Stored records
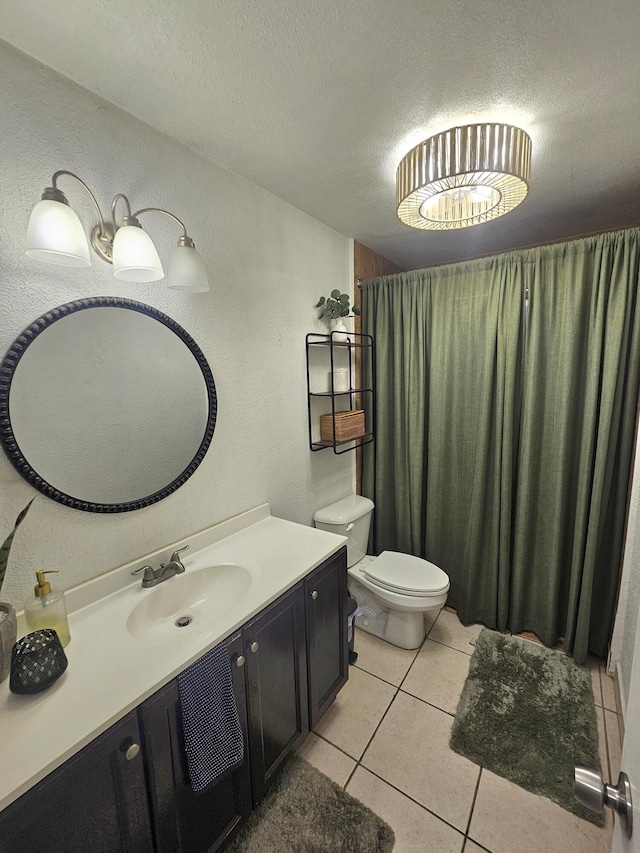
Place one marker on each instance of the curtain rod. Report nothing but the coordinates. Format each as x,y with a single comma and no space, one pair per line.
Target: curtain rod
==
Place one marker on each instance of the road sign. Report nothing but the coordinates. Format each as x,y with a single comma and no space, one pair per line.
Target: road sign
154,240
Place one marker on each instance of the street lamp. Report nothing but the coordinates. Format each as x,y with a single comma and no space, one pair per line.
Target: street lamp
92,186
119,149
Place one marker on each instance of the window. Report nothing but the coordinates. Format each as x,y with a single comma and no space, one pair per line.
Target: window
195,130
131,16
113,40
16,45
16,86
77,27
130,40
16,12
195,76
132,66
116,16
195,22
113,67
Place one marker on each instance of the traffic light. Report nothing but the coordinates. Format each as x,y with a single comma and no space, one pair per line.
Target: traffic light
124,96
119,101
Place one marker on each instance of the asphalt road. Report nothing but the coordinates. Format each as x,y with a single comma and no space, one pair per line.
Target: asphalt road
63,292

Exercise requirements
Copy only the part that opens with the line containing "Place one marker on each instance of the curtain" and closes with the line containing "Target: curtain rod", substituting "ceiling fan" for "curtain rod" and leaving everything else unchanged.

Answer to this problem
Place one marker on each instance of the ceiling fan. Report nothing but the coordinates. Format each as x,y with a single comma and no space, one pair per line.
Target: ceiling fan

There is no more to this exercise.